Work to be completed>
Leaving out pictures, output exactly the lines below from the one that has "Task: locate the green stem." through the one that has "Task: locate the white window frame.", and nothing else.

-------- Task data --------

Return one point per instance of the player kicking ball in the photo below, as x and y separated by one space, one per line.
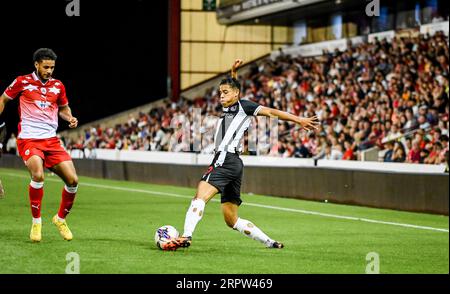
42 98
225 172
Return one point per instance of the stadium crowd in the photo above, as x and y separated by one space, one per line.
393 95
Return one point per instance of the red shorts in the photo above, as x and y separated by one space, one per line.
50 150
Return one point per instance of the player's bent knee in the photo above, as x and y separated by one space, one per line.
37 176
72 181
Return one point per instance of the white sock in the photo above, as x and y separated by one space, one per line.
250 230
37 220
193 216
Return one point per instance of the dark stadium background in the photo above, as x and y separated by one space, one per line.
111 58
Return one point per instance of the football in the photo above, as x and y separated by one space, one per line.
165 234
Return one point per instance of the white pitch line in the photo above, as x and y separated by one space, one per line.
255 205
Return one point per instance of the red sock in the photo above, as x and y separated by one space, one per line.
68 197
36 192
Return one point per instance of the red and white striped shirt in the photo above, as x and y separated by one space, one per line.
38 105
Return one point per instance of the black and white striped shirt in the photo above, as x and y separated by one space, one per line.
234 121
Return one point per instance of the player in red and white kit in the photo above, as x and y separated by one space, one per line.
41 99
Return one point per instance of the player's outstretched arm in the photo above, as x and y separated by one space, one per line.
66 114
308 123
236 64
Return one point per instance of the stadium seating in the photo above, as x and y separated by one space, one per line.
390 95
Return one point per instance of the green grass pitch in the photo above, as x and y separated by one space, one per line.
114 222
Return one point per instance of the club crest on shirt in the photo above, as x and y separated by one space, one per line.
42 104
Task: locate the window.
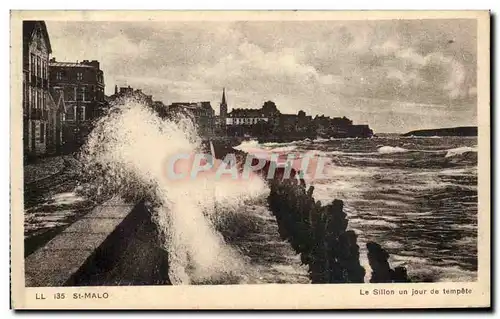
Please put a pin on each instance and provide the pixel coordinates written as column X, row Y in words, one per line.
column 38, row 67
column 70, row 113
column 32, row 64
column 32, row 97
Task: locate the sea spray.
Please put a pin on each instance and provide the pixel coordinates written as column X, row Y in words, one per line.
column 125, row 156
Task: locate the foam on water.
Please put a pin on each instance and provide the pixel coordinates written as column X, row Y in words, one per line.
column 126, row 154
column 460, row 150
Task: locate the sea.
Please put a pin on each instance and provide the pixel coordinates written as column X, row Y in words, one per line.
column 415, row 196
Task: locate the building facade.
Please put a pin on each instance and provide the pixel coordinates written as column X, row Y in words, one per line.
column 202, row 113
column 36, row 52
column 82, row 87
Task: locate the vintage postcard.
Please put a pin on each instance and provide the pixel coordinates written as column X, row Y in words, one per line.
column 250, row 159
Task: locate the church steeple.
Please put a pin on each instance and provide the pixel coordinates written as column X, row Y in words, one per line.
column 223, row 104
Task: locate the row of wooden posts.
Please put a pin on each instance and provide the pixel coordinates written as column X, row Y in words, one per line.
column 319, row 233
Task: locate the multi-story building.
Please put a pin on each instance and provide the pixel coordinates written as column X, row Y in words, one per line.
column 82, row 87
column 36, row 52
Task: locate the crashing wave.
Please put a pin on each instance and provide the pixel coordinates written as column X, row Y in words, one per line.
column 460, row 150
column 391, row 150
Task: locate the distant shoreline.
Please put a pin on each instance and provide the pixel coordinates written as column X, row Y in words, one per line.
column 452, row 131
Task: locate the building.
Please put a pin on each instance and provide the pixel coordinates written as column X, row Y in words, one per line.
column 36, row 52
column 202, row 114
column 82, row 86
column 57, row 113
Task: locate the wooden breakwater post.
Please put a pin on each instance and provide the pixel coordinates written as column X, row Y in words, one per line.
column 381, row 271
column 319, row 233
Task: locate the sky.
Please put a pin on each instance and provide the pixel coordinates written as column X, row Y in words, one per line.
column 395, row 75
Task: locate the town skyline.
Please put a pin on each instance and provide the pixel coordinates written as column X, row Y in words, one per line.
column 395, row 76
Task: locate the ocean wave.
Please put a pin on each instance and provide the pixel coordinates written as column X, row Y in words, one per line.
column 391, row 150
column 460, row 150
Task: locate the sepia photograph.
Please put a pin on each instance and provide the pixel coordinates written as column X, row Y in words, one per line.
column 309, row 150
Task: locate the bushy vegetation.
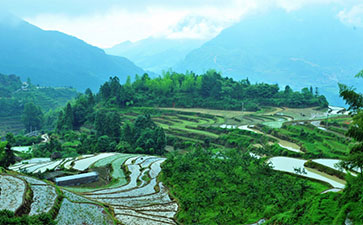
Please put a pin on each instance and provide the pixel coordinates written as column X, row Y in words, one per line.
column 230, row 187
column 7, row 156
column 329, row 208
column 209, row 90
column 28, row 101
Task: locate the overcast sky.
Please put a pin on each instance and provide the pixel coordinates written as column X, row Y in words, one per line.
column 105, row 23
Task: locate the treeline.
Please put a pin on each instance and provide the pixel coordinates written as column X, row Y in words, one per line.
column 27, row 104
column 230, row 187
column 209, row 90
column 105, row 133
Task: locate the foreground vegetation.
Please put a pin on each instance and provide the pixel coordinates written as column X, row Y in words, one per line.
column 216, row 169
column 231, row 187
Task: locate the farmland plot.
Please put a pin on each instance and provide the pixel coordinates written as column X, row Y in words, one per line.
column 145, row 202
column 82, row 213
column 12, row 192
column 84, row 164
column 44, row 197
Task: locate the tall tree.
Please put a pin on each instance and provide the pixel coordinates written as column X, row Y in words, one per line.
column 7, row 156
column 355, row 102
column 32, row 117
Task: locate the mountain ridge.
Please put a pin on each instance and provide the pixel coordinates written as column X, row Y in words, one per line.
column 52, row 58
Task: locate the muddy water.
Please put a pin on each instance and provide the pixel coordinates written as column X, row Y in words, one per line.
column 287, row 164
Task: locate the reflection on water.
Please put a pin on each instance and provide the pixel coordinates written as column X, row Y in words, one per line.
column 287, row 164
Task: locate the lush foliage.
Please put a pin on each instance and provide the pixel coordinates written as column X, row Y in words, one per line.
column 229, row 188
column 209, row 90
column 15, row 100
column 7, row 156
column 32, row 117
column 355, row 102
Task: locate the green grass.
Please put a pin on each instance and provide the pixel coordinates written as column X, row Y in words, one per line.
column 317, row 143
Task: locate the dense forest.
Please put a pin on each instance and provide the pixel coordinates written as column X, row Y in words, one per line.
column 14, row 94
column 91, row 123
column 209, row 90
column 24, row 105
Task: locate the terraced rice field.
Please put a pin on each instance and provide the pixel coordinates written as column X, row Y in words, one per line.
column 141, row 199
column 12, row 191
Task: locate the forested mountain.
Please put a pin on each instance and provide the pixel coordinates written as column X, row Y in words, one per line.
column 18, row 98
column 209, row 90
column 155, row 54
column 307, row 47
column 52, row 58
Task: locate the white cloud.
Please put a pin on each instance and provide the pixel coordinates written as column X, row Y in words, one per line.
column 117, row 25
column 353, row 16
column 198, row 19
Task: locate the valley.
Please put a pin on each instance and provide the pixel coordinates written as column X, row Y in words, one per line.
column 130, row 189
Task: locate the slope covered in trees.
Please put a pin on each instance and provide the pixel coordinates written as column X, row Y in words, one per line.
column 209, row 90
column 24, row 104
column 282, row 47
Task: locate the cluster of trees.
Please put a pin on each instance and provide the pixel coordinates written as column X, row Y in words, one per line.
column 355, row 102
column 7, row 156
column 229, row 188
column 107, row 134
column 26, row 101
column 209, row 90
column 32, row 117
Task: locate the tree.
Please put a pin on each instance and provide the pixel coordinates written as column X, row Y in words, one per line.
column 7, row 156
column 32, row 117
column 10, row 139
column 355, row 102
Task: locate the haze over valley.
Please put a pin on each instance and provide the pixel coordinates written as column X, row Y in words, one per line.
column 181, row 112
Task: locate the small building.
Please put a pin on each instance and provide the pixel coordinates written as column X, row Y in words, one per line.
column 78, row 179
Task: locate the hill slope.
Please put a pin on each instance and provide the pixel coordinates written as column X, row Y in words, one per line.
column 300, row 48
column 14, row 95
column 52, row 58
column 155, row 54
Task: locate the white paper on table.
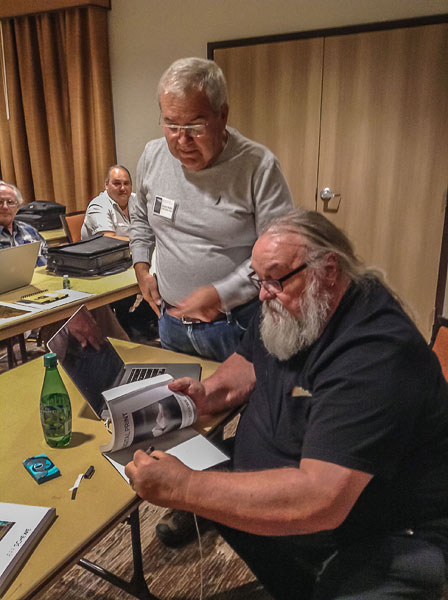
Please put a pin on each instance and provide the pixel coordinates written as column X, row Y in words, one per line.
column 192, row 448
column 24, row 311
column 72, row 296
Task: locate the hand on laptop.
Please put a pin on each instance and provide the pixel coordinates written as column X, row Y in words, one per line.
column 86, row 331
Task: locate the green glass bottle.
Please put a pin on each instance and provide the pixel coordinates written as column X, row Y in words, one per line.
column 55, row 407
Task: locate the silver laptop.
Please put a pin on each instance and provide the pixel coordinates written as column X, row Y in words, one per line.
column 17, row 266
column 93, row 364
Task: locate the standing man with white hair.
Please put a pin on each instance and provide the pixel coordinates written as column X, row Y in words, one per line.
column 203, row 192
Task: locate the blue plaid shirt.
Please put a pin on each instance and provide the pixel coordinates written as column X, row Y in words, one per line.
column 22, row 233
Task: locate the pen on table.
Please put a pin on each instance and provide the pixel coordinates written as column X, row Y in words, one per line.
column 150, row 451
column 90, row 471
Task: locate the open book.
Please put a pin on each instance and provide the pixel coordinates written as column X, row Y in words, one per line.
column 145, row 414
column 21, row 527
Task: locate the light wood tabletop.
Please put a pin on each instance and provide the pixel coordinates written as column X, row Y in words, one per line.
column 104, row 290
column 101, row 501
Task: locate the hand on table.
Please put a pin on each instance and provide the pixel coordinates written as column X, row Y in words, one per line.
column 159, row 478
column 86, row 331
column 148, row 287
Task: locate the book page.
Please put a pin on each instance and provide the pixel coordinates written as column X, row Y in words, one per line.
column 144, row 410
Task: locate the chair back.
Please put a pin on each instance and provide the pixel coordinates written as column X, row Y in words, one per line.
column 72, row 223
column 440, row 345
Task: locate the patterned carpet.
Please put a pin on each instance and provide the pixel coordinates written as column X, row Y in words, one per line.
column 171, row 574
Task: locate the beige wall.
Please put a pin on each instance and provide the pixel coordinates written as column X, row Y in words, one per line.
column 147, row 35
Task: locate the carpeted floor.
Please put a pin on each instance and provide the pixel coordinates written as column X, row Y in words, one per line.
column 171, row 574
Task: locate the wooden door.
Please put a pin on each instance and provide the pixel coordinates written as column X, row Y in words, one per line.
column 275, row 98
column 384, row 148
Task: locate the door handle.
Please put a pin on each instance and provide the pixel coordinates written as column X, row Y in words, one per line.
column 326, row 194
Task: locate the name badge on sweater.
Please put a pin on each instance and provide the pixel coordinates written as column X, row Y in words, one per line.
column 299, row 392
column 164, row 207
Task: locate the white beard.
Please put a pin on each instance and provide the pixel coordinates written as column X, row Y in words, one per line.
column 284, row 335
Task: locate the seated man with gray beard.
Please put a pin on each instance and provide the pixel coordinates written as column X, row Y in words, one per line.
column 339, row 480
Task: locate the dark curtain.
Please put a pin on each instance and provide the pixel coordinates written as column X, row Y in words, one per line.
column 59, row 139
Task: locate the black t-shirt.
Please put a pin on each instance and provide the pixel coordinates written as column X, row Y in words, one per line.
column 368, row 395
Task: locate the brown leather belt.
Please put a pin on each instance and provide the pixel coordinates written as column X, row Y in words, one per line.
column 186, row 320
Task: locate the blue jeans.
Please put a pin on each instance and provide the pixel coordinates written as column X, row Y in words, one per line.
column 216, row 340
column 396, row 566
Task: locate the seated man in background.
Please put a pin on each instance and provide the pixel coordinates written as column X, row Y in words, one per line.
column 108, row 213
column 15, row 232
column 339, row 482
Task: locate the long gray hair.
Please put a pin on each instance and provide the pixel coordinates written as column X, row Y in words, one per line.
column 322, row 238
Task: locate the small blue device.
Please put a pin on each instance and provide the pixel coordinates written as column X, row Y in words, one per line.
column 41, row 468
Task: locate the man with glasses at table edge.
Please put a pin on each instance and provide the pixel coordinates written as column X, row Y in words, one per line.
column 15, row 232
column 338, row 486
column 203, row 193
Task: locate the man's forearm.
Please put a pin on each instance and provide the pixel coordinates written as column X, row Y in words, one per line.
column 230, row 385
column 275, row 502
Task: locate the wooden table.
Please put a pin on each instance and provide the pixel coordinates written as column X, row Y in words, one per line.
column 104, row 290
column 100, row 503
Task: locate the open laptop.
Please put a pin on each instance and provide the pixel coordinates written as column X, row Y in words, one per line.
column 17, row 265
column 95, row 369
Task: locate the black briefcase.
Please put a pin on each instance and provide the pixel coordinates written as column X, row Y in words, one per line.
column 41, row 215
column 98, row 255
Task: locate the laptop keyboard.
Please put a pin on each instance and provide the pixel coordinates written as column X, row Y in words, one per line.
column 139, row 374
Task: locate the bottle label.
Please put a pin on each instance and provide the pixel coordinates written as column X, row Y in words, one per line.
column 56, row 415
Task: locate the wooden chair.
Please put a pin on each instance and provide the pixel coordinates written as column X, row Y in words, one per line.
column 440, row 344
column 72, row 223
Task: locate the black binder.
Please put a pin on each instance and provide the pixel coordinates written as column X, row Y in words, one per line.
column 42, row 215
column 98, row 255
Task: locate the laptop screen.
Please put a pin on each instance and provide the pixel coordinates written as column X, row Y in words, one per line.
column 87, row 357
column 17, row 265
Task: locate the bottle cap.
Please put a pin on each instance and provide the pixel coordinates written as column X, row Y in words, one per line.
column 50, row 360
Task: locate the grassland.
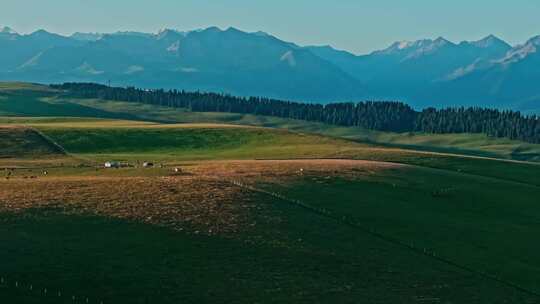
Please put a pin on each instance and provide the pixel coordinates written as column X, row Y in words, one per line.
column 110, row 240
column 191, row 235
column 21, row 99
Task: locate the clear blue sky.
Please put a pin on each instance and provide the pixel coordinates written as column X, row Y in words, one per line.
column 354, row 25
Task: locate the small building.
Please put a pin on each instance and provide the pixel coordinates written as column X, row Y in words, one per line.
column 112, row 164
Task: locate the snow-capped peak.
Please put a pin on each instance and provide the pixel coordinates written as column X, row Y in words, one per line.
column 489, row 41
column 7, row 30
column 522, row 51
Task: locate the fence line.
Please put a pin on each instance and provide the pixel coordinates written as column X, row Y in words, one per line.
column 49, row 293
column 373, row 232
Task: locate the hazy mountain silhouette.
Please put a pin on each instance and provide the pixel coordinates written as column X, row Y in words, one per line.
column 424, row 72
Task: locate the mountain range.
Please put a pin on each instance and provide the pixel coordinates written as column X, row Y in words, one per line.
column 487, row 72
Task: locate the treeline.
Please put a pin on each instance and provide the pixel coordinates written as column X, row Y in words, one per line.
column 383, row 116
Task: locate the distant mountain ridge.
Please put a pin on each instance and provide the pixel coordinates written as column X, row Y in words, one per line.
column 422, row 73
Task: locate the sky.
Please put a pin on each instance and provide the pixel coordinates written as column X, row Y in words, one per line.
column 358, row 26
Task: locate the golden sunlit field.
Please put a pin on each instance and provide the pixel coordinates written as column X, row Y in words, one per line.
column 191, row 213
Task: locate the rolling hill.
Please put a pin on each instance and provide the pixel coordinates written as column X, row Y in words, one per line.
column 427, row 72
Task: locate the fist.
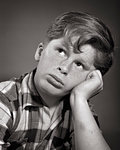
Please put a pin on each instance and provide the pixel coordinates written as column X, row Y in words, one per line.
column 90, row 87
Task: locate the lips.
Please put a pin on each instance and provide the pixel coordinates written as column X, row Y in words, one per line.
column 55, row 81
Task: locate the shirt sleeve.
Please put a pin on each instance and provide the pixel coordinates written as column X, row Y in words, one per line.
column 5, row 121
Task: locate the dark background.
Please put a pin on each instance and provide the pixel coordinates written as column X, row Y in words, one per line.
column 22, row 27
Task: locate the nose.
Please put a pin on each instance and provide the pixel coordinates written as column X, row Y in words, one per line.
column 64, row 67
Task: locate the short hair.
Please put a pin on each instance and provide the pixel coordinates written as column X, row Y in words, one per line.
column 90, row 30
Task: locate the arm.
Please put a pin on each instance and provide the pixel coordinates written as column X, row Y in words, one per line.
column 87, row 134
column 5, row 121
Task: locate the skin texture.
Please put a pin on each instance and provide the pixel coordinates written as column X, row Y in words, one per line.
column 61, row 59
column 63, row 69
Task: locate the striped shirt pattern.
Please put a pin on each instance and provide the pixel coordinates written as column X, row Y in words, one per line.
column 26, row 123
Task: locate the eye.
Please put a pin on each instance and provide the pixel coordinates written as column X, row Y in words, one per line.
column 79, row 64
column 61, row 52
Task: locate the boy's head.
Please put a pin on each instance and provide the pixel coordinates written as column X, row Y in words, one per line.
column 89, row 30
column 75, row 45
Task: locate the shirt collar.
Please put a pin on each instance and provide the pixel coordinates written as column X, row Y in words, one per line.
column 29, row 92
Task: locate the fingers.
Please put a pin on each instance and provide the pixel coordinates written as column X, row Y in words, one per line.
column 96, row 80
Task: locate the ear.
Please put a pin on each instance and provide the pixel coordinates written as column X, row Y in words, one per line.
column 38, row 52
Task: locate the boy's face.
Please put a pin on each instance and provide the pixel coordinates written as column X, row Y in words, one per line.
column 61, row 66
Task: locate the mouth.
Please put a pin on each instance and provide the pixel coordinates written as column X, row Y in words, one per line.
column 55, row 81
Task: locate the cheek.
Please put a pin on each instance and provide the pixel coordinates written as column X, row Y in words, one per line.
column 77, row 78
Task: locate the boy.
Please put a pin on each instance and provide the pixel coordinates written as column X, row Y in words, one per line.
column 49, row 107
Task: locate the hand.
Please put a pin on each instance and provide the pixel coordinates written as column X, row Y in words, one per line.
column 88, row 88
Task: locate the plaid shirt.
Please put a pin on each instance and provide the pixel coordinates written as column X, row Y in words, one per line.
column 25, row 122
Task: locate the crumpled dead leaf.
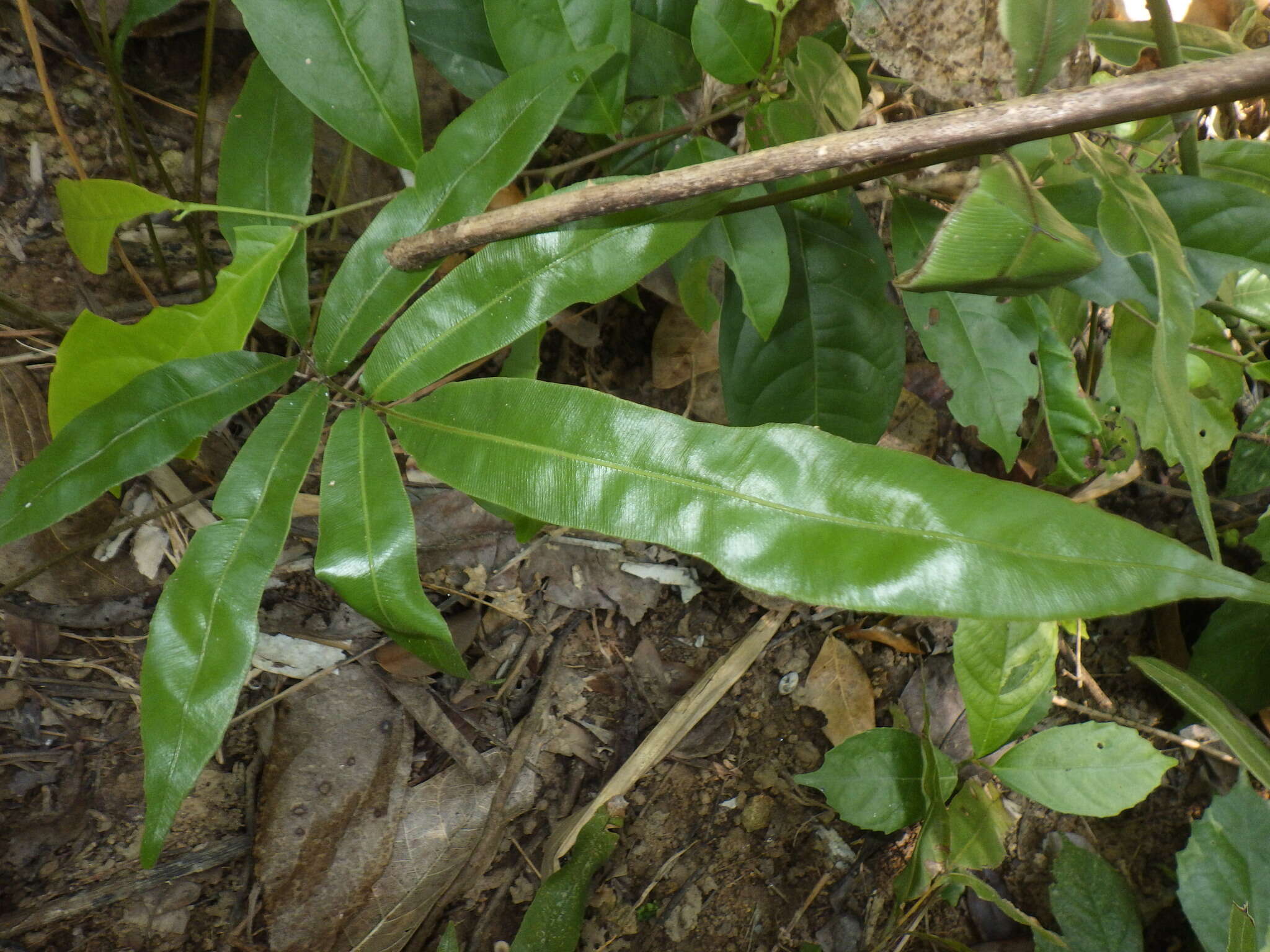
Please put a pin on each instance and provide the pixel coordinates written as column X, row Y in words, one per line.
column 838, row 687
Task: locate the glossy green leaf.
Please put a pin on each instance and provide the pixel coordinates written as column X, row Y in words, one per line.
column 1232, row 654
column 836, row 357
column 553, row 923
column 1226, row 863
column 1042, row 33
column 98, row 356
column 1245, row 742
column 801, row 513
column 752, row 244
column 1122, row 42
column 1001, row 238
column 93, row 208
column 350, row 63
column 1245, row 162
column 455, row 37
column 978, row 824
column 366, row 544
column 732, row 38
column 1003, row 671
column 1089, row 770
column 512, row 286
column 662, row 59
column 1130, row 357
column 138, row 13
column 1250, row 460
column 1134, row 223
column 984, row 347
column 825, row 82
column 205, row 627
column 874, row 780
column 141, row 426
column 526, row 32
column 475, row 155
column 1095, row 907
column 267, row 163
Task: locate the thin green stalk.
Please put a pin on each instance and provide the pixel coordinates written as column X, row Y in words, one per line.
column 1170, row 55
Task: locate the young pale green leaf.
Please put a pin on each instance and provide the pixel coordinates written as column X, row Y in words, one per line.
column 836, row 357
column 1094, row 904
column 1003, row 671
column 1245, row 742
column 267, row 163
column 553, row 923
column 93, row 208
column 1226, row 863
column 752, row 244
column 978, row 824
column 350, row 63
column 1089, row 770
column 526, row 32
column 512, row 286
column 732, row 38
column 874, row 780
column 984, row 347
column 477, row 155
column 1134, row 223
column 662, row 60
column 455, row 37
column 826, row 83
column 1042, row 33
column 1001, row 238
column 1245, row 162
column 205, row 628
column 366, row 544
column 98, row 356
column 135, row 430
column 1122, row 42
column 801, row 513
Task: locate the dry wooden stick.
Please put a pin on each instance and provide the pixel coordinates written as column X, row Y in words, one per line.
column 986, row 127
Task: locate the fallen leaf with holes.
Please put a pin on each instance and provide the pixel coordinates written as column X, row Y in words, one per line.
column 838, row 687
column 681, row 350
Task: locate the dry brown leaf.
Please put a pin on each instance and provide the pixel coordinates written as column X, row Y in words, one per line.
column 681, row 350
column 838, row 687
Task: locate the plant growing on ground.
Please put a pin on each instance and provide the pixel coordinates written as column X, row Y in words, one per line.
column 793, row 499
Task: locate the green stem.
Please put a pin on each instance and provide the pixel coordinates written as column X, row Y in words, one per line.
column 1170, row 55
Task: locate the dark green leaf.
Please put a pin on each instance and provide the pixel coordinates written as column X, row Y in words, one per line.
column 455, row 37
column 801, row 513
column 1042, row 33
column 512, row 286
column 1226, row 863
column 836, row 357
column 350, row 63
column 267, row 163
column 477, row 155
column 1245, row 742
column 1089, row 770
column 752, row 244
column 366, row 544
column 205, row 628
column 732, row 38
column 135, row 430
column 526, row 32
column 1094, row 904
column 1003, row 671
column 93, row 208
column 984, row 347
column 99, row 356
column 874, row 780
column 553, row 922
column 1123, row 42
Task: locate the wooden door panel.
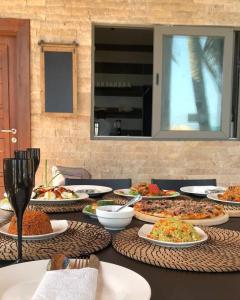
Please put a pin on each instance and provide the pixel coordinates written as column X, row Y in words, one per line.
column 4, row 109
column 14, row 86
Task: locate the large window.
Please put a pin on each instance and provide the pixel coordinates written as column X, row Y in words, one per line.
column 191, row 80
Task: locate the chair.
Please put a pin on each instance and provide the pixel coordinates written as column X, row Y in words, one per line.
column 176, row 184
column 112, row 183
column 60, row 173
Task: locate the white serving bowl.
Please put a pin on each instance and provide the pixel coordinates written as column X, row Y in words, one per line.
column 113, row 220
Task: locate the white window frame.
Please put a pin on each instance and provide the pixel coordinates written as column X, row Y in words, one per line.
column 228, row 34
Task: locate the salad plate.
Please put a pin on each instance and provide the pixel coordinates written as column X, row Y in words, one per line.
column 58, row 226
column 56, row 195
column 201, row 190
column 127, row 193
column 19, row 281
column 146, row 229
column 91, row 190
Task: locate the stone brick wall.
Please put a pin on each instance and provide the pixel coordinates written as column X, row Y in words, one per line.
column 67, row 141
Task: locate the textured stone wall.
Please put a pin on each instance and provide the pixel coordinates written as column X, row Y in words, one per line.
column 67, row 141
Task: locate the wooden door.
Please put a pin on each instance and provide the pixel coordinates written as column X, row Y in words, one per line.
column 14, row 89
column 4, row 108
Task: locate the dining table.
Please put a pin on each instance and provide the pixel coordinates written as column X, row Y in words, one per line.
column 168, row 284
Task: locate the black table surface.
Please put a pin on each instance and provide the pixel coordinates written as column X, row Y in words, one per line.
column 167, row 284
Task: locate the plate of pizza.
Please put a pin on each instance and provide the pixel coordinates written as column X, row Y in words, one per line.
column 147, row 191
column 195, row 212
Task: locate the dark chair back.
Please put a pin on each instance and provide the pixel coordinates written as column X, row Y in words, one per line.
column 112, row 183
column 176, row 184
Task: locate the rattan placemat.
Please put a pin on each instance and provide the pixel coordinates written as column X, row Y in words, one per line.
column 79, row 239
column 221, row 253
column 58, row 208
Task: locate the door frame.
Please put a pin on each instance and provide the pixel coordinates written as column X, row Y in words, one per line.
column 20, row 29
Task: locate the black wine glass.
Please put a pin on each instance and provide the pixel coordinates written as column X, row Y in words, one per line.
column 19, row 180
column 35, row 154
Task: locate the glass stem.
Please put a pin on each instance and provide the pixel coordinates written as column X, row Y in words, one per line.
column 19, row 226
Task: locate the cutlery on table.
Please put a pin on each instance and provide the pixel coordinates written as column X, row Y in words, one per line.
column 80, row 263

--------

Result of this exercise>
Task: locate the green stem.
Please put a pin on each instance and provide the pixel coordinates written as column X, row Y in words, one per line.
column 1170, row 55
Task: locate the dark green leaf.
Please put a pin on each instance and provide the pixel coordinates written as column X, row Y in words, one per line.
column 455, row 37
column 801, row 513
column 1042, row 33
column 512, row 286
column 1226, row 863
column 836, row 357
column 350, row 63
column 267, row 163
column 477, row 155
column 1245, row 742
column 1089, row 770
column 752, row 244
column 366, row 544
column 205, row 628
column 732, row 38
column 135, row 430
column 526, row 32
column 1094, row 904
column 1003, row 671
column 93, row 208
column 984, row 347
column 99, row 356
column 874, row 780
column 553, row 922
column 1123, row 42
Task: locate the wooden door panel.
Please put a pin on each instance and provide the pixel coordinates written as column X, row Y in words, one per line.
column 4, row 109
column 14, row 86
Task: locate the large window.
Please put a pin on each instance and provide the pixel coordinates written as column X, row Y in words, one per line.
column 191, row 80
Task: locate the chair.
Please put a pin on each instance and provide the pixel coordinates written as column X, row Y in words, one per line.
column 176, row 184
column 112, row 183
column 60, row 173
Task: locate the white serving bowl.
Please put a pin on each instance and provide the pixel coordinates written as column X, row Y in words, one per line.
column 113, row 220
Task: locate the white window frame.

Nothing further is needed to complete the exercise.